* WRITTEN REQUEST *
Copy every line of the records below word for word, leaving the pictures out.

* AVAILABLE RECORDS *
┌──

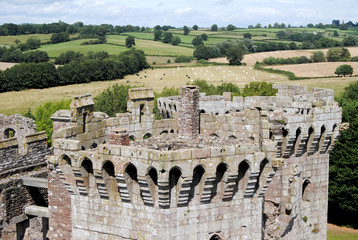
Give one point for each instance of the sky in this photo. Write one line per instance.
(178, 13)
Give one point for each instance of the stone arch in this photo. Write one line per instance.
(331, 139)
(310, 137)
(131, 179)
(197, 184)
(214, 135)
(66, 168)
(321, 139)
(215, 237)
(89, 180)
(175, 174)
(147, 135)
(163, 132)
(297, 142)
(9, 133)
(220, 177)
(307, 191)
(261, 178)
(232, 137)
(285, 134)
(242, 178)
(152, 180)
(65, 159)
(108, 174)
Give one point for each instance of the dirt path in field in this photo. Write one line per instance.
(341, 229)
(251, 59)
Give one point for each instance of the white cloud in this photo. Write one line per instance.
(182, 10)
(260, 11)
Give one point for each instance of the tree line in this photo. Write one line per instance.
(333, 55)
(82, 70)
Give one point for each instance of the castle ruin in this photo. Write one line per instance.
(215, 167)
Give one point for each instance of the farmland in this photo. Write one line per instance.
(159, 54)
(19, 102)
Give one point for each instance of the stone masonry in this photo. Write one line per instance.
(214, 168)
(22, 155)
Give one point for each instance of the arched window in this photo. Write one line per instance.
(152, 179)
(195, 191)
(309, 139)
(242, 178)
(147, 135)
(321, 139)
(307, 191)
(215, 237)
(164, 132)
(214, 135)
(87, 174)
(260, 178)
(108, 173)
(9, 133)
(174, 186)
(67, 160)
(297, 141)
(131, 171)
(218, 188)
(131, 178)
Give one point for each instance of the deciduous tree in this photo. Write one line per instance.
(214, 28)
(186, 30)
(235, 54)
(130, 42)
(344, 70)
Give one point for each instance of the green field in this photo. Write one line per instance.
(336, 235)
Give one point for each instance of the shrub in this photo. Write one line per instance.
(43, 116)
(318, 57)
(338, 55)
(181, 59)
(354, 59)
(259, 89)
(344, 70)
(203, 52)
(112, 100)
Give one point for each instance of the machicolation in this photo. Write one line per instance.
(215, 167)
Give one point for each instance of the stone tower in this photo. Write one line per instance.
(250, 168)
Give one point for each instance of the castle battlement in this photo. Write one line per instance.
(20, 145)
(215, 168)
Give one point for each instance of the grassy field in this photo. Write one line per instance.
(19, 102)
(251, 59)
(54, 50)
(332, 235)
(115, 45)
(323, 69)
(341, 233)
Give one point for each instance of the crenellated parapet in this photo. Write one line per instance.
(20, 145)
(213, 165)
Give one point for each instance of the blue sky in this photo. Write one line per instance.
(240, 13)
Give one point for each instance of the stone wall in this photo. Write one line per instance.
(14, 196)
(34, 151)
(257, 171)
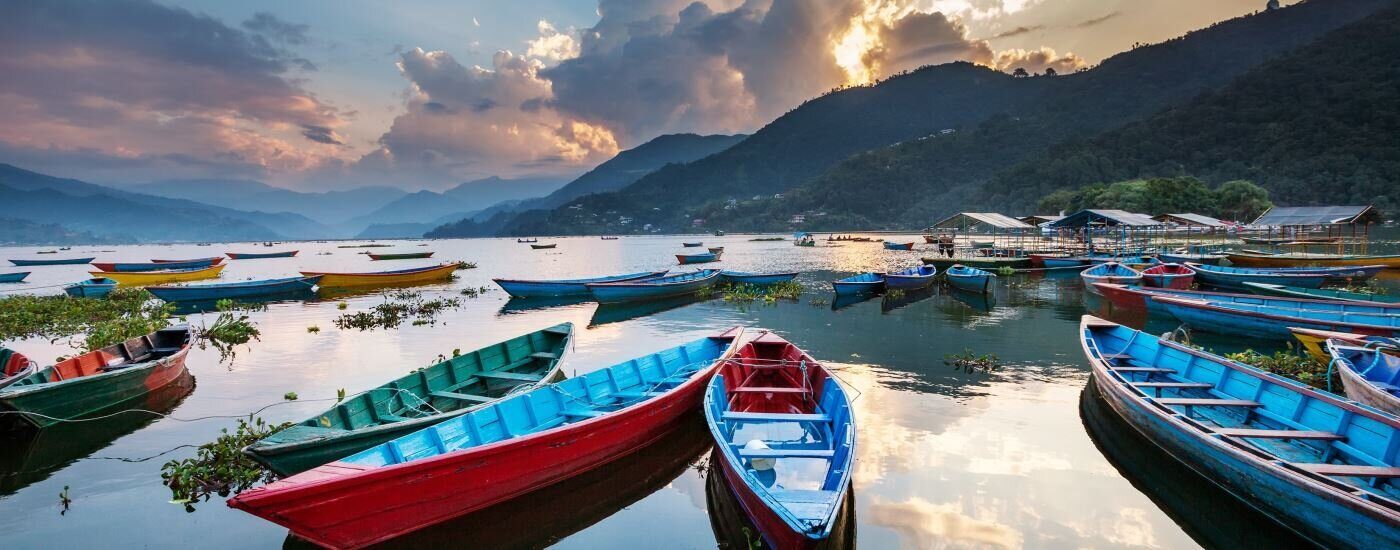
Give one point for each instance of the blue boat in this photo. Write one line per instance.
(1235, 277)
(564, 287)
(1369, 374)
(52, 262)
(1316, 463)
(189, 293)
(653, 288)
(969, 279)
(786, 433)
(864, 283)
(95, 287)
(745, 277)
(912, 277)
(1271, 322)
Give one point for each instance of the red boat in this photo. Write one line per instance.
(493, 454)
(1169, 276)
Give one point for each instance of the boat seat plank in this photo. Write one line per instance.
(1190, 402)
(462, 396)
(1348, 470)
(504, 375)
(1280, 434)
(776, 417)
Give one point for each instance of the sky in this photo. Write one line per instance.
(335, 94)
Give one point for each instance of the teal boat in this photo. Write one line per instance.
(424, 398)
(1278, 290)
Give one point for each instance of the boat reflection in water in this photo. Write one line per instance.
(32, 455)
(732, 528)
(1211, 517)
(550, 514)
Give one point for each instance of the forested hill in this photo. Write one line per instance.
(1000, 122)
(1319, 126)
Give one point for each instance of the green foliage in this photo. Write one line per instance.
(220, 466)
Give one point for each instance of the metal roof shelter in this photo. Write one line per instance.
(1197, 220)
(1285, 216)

└──

* THE SOLUTION *
Give one point for each instance of the sky in this photo. Write one line per instance.
(178, 13)
Give one point for each instance of the stone arch in this photo. Write one line per instance.
(331, 139)
(310, 137)
(131, 179)
(197, 184)
(214, 135)
(66, 168)
(321, 139)
(215, 237)
(89, 180)
(175, 174)
(147, 135)
(163, 132)
(297, 142)
(9, 133)
(220, 177)
(307, 191)
(261, 178)
(232, 137)
(285, 134)
(242, 178)
(152, 180)
(65, 159)
(108, 174)
Give one point for each instance of the dirt path in field in this photo. Write one line per instance.
(341, 229)
(251, 59)
Give one point for each instance of the white cloud in this photo. Write one line per instance.
(182, 10)
(260, 11)
Give one point for each instance of the tree line in this photo. Write one line per instance.
(333, 55)
(82, 70)
Give one point for each instance of the castle ruin in this photo. Write one line per instance.
(215, 167)
Give one point for each instance of the farmland in this photo. Write one line per instance.
(159, 54)
(19, 102)
Give one point for each instance of the stone masonry in this photo. Write one line per instance.
(214, 168)
(22, 155)
Give one point for each instance of the arched window in this photo. Write one line per instance.
(152, 179)
(195, 191)
(309, 139)
(242, 178)
(147, 135)
(321, 139)
(307, 191)
(215, 237)
(164, 132)
(214, 135)
(87, 174)
(260, 178)
(108, 173)
(9, 133)
(174, 186)
(67, 160)
(297, 141)
(131, 171)
(218, 188)
(131, 178)
Give one point for each instance of the deciduous tree in this photo. Write one line per instance.
(214, 28)
(186, 30)
(235, 54)
(130, 42)
(344, 70)
Give one point for each instance of the green field in this photo. Write one line per instance.
(336, 235)
Give one point for each instance of the shrub in this photo. Write one line per instance.
(43, 116)
(318, 57)
(338, 55)
(181, 59)
(354, 59)
(259, 89)
(344, 70)
(203, 52)
(112, 100)
Give one point for each instance of the machicolation in this photo. Write one line per instance.
(215, 167)
Give one point for each instance of the stone tower in this photo. Write one line per instance.
(250, 168)
Give one point for each instance of the castle battlement in this photo. Write one line per instance.
(20, 145)
(215, 168)
Give one point for each instance of the grassy field in this photo. Write one line per instance.
(19, 102)
(251, 59)
(54, 50)
(332, 235)
(115, 45)
(323, 69)
(341, 233)
Give one point for each instance of the crenellated parapet in this photo. Write one line per instance.
(20, 145)
(213, 165)
Give one point for each instance of the blue sky in this photo. Write one line per instance.
(240, 13)
Give one point for each instance of the stone wall in this photo. Write one line per instance.
(14, 196)
(34, 151)
(257, 171)
Give one point for each instance of the blue boat in this photo. Write one line per instance.
(1235, 277)
(564, 287)
(1369, 374)
(52, 262)
(1316, 463)
(189, 293)
(653, 288)
(969, 279)
(786, 433)
(864, 283)
(95, 287)
(745, 277)
(912, 277)
(1271, 322)
Give one point for each instance of the red boat in this photo. Write one line per instance.
(493, 454)
(1169, 276)
Give one point for each instance of the boat seat plank in this photo. Write one line per instance.
(1190, 402)
(462, 396)
(1348, 470)
(504, 375)
(1280, 434)
(776, 417)
Give one point for each instance of the sky in this photo. Write one line per instance.
(335, 94)
Give one point for each instance of the teal boat in this photo. Write one line per instance.
(424, 398)
(1278, 290)
Give one point for each instance of the boat reflection in water in this photo. Write one line per instance.
(32, 455)
(732, 528)
(1211, 517)
(550, 514)
Give one point for each instance of the forested hill in this photo. Write one line per instance.
(1000, 122)
(1319, 126)
Give one point for each instance of the green foliage in this photo. Write one line per instance.
(220, 466)
Give one point for each instance of the metal roof shelter in this photo. Write one line per instance.
(1197, 220)
(1285, 216)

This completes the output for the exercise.